▶ _YOUR OBJECTIVE_
Rewrite every line from the start of the items through the line containing "[279,305,382,339]", adding 76 to each bounding-box coordinate and leaving everything else unchanged.

▶ _Extracts from a box-labeled dataset_
++++++

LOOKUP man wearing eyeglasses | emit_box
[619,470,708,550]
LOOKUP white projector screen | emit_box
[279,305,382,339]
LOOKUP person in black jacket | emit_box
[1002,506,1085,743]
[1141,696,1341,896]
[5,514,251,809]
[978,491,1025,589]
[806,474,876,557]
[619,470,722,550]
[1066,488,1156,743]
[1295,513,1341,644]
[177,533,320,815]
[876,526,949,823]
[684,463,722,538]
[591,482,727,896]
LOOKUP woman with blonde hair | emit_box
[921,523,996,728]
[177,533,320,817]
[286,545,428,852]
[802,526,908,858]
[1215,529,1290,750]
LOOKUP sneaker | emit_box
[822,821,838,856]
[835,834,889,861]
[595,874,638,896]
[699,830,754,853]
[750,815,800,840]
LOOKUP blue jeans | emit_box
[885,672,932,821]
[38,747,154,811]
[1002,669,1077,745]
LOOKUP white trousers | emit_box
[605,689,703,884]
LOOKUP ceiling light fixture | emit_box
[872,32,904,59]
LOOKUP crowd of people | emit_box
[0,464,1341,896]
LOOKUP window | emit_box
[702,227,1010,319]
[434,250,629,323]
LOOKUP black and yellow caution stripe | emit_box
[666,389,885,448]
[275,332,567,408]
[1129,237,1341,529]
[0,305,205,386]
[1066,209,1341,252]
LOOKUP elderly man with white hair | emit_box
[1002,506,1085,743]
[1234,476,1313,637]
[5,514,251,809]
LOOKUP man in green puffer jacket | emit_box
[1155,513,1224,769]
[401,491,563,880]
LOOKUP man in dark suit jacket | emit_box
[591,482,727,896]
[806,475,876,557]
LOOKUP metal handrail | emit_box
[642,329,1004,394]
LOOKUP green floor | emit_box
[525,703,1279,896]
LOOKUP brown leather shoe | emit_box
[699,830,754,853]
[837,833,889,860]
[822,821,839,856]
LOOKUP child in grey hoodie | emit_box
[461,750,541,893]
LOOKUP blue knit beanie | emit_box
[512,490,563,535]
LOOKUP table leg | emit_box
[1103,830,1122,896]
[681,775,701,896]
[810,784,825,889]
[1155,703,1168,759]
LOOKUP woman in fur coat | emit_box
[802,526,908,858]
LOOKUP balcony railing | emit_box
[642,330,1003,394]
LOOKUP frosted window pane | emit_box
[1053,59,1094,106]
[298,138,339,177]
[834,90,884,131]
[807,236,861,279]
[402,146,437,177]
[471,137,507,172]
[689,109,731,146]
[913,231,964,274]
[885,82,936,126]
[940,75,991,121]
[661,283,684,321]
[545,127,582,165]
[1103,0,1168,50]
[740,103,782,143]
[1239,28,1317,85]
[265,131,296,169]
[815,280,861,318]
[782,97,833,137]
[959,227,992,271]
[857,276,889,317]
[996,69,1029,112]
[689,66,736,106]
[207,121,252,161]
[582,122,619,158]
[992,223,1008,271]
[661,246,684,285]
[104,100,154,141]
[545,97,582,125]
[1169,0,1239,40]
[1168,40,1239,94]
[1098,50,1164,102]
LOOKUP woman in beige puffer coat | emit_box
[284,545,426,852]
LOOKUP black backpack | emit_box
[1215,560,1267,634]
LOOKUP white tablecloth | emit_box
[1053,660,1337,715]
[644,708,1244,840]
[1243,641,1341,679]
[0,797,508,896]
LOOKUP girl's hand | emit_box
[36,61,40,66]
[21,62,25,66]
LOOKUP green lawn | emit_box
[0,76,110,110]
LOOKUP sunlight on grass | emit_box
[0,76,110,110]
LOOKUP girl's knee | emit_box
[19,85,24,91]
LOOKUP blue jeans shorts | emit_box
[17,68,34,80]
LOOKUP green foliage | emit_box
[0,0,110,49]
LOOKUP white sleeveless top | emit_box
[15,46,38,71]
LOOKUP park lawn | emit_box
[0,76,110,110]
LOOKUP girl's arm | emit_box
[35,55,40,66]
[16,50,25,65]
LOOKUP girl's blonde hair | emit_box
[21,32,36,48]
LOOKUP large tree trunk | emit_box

++++++

▶ _RESULT OF THE TASK_
LOOKUP man wearing eyeglasses | emit_box
[695,546,784,626]
LOOKUP white projector screen | emit_box
[355,381,458,415]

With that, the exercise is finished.